■ **SHORT EXERCISE**:
Can you copy out every one of the entries below word for word, leaving the pictures out?

■ **INPUT FOR THIS TASK**:
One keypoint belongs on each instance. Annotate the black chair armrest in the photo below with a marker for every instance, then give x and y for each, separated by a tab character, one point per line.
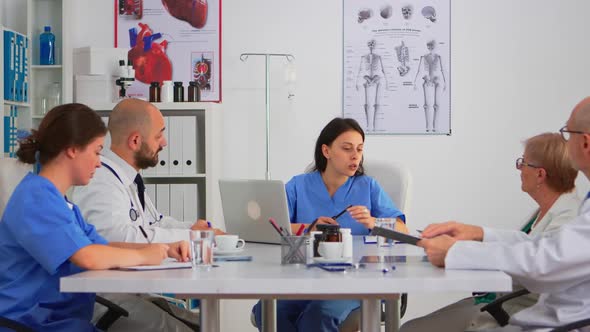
572	326
14	325
113	313
495	308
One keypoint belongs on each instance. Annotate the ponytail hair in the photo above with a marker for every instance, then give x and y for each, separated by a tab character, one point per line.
65	126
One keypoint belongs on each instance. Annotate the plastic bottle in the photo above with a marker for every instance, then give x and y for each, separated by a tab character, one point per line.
178	92
194	92
47	47
53	95
155	92
167	93
346	242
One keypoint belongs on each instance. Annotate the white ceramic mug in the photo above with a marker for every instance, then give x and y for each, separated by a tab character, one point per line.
330	250
229	242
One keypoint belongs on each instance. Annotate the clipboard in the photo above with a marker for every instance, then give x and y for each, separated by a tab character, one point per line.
166	265
391	234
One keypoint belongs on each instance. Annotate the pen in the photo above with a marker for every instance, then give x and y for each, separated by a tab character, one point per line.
300	230
312	225
341	212
144	234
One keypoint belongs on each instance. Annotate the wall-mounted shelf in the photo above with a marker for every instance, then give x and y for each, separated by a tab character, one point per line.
46	67
162	106
16	103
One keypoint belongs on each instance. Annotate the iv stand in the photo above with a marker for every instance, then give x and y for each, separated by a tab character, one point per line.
289	57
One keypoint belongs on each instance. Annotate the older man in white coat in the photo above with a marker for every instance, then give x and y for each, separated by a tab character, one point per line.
115	202
556	265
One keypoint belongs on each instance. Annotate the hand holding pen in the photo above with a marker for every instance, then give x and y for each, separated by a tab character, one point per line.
326	220
362	214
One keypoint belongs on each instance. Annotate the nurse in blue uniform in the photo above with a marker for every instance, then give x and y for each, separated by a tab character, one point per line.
335	181
43	237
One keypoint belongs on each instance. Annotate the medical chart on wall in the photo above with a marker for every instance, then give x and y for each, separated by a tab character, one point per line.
171	40
396	59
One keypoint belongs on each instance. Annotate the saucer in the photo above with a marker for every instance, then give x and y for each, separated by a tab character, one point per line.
334	260
217	251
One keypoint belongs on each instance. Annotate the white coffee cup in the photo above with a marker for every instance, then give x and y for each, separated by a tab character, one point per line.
330	250
229	242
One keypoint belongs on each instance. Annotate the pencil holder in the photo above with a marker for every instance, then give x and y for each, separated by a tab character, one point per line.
294	249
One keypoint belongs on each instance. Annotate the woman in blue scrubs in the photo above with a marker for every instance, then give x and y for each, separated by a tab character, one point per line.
43	237
336	181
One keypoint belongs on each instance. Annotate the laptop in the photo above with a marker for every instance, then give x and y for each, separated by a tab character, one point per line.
248	204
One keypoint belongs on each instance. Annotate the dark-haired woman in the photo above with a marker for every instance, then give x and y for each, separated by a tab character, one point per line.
334	182
43	237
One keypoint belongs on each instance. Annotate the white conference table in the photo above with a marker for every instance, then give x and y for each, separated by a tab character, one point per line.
267	279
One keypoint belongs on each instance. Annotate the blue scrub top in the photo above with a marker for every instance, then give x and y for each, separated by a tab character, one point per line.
39	232
309	199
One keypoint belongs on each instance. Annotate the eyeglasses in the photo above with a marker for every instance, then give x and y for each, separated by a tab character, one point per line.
566	134
520	162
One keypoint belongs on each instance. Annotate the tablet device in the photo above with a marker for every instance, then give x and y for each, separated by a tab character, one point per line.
391	234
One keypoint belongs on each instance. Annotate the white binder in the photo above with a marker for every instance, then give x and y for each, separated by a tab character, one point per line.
189	145
191	202
163	199
162	168
176	201
175	143
150	191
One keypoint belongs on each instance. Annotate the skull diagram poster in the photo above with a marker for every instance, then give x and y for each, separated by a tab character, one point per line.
171	40
396	59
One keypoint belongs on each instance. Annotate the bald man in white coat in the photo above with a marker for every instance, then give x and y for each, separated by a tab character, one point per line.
113	204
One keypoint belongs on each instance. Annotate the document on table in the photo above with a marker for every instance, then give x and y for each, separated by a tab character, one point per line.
167	264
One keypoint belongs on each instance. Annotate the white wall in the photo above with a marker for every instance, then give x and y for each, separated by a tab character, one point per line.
517	70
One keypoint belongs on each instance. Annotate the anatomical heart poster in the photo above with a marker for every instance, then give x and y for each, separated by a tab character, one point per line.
397	65
171	40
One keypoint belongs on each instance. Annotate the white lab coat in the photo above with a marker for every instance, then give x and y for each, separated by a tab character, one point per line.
556	265
105	202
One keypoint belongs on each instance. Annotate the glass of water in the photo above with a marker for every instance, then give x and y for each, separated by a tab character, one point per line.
388	223
201	247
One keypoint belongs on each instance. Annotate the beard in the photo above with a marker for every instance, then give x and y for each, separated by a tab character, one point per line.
144	158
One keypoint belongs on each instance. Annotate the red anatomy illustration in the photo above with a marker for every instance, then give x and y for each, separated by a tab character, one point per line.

■ **EXERCISE SOLUTION**:
One keypoint belongs on each instance. Annotate the black chair armrest in the photo below with a marker for every instance, then give x and y for each, separated by a tab character, one point per line.
572	326
14	325
113	313
495	308
One keypoint belongs on each instance. Annotate the ponytail hair in the photo above with a marker for every instance, then give x and y for each, separated by a tab character, one point per line.
65	126
One keypoint belongs on each instance. Annotate the plastic bottle in the photo above with a marker for every instance, then give x and y for each, separated by a tab character, one point per line.
178	92
194	92
47	47
53	95
155	92
167	93
346	242
One keypoint belongs on each instance. Annotate the white ceramic mug in the photo above with a marker for every instance, then give x and y for each, separated by a tab character, one point per line.
330	250
229	242
One keypoint belongs on each instance. Annotate the clipboard in the photo above with a marker for every instance, then give x and y for each, separated by a tab character, one point per line.
166	265
391	234
One keypoint belongs on each instance. Annotate the pen in the photo above with a marker for every instance, then give x and y for each, separated by a tab character, one point per line.
300	230
312	225
341	212
144	234
One keypoint belongs on each instance. Annotate the wall-mounted shelf in the photo above with a marker for every instance, then give x and y for each, separated by a tab character, one point per line.
46	67
162	106
16	103
One keypoint belongs on each instance. Annotate the iv stand in the photo above with a marker for every instance, then give x and y for each, separated by a tab character, one point per line.
289	57
One keypoint belongs on each instance. Annotate the older man in white coat in the photo above with a marker for every instance, then give x and y for each, separated by a tab character, one point per line.
115	202
556	265
One keypoint belongs on each instance. Annotate the hand holding pen in the photo above with a marker for every instance, then give x and y for each, separated by a tab character, one point per line.
326	220
362	214
One keypoint belongs on each instance. Annotate the nurse in blue uniform in the photo above with a marker for every instance, then give x and y for each, separated by a tab character, one point per line.
335	181
43	237
One keypoint belongs on each instance. Annotate the medical chart on wall in the photo above with a marker for every instance, then give x and y for each, separated by a tab character, one point per line.
171	40
396	59
One keypoint belongs on each instance. Annotate the saucer in the photo above with a marker for every instance, then give x and y for each, separated by a tab character, one point per line.
334	260
217	251
One keypoint belongs on each instance. Annotate the white coffee cup in the photo above with a marker for every instance, then give x and y for each, separated by a tab character, one point per line.
330	250
229	242
One keypoint belongs on each instance. Annotate the pencil holder in the photo above with a marker for every instance, then give x and y for each, separated by a tab character, one point per line.
294	249
One keypoint belongs on each instance. Annotate the woman in blue scrubs in the photo above with a marker for every instance, then give x and y for each, separated by a tab character, one point per line.
43	237
336	181
One keypoint belongs on each instance. Annotate the laptop in the photo above with a marker for every instance, then give x and y for each, separated by a tab character, one point per line.
248	204
One keypoint belongs on each instance. Annotate the dark-haired woman in the photo above with a marker for every instance, then give x and y for each, separated by a tab character, one point per line.
334	182
43	237
One keypoint belongs on each instance. Annotate the white conference table in the photo above with a marker for every instance, then give x and y for each, separated by a tab character, one point per line.
267	279
One keypoint belongs on each instance. Annotate the blue scrub top in the photo above with a marker for every instance, then give x and y for each, separated by a tab character, one point per line.
39	232
309	199
One keypoint belongs on each instance. Annotate the eyeglasses in the photo above with a marker for every instance, then give x and y for each, separated by a tab character, one point per line.
566	134
520	162
One keypoint belongs on each instance. Annotate the tablet device in the photo above with a marker for every instance, then give x and y for each, separated by a tab character, one point per line.
391	234
One keypoint belongs on each instance. Annotate the white binder in the photo above with a marker for every instance, then give x and y for each, separated by a tab character, one point per line.
189	145
191	202
163	199
162	168
176	201
175	143
150	191
One keypoint belongs on each instance. Annotate the skull diagram poster in the photo above with a marker for every instance, then give x and y for each, separated by a tab character, one point per line.
171	40
396	59
One keypoint belongs on each instance. Annotate the bald man in white coat in the photo above with a marker for every instance, then give x and y for each, separated by a tab character, one point per line.
113	204
One keypoint belongs on each instance. Annotate the document on table in the photo above with a marker for every instance, then give x and y for each, separated by a tab character, one point per line.
167	264
One keypoint belongs on each instance. Annotate the white wall in the photo above with a marker for every instance, then give x and y for each, separated by a tab character, one point per line.
517	70
One keypoint belongs on each instance. Annotate the anatomical heart poster in the photo above with a marker for every instance, then give x and y for each, separated by a tab character, one point per line.
397	65
171	40
One keypoint belongs on each instance. Annotate the white lab coat in the photo above with a marker for every instance, then give x and y for each, separated by a tab character, one point per line.
556	265
105	202
One keypoint belongs on each instance. Annotate the glass of water in the photo above with a marker for every instance, then give x and y for each, separated by a tab character, one point per line.
388	223
201	247
One keypoint belongs on each instance. Annotate the beard in the photo above with a marker for every instance, then give x and y for each, separated by a tab character, one point per line.
144	158
One keypoint belongs on each instance. Annotate the red anatomy illustration in the photo above with a marker for every instance, then give x and y for each, separated by a tab character, one point per line.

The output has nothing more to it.